Copy each line of the records below that mentions the word "golden".

··· RECORDED DATA

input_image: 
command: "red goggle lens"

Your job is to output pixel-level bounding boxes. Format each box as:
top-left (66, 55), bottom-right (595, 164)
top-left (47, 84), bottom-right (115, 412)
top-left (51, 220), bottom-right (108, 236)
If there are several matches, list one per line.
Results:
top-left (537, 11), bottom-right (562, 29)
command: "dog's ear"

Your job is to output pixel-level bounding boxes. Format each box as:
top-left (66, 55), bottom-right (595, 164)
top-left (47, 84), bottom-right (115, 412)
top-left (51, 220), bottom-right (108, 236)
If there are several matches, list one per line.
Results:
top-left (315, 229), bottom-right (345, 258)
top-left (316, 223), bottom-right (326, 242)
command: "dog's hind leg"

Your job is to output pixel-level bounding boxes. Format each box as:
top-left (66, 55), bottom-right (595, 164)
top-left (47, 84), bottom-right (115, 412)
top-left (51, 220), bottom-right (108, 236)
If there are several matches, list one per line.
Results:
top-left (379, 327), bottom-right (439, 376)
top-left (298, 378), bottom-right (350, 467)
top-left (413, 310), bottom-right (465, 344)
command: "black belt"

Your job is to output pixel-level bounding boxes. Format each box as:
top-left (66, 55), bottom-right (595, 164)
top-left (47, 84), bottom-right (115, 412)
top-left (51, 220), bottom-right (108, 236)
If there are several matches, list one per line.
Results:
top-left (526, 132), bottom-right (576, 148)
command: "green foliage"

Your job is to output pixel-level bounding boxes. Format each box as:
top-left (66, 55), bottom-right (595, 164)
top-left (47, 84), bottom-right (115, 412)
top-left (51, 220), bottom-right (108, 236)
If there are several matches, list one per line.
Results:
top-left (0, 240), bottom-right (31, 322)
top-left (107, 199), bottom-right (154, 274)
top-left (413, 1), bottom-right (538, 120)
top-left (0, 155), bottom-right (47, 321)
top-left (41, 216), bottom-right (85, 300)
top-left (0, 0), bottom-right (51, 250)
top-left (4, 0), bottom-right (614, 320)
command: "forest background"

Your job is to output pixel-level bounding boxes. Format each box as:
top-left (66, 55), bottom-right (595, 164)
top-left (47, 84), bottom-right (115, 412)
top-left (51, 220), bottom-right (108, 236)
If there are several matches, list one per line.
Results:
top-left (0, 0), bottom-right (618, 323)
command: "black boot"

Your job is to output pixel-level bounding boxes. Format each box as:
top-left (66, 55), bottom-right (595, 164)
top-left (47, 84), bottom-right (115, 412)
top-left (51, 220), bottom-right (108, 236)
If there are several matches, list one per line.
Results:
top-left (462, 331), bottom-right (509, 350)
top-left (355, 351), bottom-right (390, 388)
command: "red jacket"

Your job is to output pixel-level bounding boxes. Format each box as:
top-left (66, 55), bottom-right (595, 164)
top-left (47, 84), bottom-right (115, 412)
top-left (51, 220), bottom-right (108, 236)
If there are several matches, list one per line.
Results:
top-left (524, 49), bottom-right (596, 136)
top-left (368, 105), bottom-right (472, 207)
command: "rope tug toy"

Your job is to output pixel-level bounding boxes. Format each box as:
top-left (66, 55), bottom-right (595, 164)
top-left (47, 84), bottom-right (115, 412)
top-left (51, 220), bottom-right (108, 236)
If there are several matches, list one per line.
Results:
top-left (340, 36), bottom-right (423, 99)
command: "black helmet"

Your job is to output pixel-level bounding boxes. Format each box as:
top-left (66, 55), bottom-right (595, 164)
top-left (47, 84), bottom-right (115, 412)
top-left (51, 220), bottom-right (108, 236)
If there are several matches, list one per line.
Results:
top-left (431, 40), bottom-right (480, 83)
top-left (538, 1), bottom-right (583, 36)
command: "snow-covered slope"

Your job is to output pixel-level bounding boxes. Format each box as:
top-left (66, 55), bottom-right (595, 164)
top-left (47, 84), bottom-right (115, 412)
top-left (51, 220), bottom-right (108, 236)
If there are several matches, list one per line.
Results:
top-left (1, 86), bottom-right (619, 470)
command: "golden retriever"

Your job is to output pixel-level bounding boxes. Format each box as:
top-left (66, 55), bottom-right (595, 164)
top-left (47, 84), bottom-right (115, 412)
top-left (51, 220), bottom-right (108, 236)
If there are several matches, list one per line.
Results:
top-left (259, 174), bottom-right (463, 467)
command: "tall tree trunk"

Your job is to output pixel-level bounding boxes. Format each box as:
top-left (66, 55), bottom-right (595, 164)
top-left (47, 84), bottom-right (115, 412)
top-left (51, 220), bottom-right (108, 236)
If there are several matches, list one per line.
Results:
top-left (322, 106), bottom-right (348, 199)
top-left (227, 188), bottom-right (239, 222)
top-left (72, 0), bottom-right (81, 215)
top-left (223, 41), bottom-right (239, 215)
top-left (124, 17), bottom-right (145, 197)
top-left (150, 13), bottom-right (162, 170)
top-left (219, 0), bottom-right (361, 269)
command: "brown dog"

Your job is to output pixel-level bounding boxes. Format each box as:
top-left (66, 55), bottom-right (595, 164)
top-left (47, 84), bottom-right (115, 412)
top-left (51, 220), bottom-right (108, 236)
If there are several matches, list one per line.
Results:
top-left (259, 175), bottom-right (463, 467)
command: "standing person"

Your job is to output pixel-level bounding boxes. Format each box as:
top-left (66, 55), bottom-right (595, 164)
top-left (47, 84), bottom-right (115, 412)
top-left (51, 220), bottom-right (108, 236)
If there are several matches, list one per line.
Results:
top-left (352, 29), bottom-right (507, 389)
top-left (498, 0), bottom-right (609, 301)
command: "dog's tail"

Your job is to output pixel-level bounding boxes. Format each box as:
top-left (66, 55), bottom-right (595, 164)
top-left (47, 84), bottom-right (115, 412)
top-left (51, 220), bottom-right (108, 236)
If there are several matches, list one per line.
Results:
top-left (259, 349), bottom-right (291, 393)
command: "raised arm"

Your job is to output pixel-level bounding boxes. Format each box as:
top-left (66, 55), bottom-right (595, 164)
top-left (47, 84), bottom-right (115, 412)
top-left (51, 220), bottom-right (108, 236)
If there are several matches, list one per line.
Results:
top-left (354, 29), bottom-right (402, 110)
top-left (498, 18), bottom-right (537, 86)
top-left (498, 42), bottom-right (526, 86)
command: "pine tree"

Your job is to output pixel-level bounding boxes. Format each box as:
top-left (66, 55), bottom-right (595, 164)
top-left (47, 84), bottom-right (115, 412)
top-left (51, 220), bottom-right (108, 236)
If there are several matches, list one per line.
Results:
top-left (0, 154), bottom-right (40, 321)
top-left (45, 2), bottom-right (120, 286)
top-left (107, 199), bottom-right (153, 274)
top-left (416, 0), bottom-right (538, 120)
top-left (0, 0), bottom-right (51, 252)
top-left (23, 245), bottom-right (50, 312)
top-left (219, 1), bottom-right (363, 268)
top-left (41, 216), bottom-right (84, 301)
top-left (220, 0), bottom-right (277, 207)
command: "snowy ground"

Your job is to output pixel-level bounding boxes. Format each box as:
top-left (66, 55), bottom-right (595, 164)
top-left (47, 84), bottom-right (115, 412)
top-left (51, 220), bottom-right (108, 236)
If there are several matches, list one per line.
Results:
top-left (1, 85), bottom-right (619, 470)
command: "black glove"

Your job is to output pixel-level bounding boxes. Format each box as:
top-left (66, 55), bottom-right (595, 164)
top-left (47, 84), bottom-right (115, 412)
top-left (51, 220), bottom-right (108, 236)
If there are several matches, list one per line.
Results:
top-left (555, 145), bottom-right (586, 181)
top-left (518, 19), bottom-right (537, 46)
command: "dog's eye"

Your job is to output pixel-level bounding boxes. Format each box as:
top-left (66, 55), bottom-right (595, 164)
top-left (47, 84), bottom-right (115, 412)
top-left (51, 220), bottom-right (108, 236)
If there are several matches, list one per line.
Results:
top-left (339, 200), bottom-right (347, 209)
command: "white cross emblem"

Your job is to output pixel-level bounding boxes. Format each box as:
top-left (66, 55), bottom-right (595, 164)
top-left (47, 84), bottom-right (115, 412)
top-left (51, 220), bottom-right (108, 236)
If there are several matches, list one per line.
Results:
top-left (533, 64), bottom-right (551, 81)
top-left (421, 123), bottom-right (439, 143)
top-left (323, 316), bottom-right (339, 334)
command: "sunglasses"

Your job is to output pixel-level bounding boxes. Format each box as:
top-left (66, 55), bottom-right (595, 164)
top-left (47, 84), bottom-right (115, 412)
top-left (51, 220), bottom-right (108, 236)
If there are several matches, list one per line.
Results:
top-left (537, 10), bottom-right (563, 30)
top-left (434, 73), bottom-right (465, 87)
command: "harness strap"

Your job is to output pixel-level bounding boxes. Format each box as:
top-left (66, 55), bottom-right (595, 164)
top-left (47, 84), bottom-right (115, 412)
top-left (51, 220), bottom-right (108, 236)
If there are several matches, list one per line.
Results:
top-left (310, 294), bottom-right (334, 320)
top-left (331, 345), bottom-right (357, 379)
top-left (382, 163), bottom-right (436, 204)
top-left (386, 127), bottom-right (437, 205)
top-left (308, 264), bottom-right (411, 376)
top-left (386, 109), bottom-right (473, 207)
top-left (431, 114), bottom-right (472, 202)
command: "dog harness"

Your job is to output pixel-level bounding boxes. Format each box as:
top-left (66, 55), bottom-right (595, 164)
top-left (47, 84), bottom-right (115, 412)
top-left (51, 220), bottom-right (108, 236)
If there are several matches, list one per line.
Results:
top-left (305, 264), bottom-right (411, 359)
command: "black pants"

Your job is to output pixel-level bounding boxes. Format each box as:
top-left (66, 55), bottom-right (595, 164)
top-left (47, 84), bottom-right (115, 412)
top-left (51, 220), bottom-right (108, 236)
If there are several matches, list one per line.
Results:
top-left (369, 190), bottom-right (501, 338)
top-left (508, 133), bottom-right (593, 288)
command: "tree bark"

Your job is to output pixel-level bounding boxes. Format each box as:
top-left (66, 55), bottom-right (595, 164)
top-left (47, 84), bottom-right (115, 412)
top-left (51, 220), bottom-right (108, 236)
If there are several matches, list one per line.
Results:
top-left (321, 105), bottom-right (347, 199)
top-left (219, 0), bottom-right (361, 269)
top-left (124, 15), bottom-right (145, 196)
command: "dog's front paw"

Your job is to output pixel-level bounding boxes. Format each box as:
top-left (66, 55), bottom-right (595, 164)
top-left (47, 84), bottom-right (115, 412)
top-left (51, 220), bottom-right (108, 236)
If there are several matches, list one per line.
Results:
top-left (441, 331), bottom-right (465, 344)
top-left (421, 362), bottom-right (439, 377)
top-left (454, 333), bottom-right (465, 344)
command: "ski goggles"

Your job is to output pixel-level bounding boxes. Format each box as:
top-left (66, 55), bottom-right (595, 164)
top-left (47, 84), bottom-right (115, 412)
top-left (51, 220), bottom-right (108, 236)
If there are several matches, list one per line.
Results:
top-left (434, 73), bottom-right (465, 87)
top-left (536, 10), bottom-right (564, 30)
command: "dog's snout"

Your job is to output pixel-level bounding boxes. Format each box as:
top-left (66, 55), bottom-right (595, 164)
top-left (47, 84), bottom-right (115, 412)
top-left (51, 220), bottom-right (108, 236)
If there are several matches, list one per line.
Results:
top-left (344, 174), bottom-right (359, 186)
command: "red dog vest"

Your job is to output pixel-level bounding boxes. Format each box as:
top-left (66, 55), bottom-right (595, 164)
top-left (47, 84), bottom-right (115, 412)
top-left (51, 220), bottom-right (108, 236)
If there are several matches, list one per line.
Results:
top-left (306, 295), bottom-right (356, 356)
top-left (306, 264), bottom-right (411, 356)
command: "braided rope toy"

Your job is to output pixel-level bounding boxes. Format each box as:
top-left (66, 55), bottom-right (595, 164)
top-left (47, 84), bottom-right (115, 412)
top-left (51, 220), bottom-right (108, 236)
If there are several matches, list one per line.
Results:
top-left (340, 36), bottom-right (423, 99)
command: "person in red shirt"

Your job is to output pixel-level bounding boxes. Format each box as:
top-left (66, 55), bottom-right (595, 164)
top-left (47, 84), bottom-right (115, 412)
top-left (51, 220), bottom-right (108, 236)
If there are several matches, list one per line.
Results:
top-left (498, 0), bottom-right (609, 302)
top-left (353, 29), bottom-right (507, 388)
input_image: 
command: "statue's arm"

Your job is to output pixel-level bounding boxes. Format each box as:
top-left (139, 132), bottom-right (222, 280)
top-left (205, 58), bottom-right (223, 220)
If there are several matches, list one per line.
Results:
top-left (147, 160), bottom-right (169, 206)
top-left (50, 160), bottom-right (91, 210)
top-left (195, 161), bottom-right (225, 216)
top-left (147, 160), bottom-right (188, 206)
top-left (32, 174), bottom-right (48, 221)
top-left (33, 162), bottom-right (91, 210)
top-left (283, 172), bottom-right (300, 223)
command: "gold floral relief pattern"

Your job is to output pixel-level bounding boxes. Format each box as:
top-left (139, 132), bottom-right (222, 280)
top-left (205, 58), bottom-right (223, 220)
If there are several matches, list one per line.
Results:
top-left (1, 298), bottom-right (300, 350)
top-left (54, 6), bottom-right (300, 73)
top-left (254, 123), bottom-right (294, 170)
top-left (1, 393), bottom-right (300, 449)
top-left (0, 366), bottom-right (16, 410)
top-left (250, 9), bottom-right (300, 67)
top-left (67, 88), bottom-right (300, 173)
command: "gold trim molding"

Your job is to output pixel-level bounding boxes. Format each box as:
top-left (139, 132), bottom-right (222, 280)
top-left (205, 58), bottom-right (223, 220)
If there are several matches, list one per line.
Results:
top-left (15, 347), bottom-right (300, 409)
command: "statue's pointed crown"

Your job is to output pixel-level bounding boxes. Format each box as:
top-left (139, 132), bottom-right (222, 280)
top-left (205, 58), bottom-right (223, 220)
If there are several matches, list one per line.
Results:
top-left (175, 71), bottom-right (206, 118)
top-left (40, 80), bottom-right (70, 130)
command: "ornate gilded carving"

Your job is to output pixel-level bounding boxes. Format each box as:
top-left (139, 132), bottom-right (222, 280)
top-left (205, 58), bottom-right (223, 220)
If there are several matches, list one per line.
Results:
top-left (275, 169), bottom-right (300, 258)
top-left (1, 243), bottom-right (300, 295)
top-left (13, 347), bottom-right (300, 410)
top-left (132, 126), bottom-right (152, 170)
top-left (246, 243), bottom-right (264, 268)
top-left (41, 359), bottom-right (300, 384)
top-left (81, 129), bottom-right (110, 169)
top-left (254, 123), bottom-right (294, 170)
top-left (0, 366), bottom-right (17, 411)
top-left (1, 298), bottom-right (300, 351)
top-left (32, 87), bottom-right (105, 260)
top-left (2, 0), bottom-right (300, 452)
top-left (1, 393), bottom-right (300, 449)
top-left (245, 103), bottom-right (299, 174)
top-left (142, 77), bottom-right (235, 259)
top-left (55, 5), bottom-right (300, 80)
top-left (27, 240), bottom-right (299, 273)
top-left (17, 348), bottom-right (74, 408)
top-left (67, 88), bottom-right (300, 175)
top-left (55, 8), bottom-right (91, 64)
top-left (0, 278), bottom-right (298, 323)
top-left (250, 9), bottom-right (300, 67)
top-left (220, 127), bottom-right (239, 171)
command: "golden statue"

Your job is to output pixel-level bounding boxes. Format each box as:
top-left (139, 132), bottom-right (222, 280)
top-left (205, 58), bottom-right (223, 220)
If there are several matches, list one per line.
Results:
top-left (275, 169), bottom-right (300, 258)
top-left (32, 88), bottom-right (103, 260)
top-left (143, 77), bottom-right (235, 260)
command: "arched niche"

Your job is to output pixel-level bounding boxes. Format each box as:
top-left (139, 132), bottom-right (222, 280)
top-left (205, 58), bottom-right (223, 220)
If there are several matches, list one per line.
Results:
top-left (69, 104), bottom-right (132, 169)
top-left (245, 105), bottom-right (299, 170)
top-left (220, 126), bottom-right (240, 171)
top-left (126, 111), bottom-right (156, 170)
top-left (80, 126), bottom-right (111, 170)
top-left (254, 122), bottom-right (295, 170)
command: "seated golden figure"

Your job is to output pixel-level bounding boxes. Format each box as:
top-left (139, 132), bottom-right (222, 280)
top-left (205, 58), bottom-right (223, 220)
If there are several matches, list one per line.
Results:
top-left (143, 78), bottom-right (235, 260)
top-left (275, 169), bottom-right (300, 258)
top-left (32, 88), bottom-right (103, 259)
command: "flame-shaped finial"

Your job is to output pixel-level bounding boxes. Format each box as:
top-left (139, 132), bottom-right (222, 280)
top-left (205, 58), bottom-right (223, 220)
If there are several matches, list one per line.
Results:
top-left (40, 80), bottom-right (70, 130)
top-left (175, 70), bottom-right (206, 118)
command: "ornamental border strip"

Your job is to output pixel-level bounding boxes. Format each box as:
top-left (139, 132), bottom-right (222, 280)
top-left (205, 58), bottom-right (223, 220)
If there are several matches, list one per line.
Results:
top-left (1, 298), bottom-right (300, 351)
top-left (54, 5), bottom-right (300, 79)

······

▶ _TASK RESULT_
command: "golden retriever"
command: "golden statue"
command: "seated golden figure"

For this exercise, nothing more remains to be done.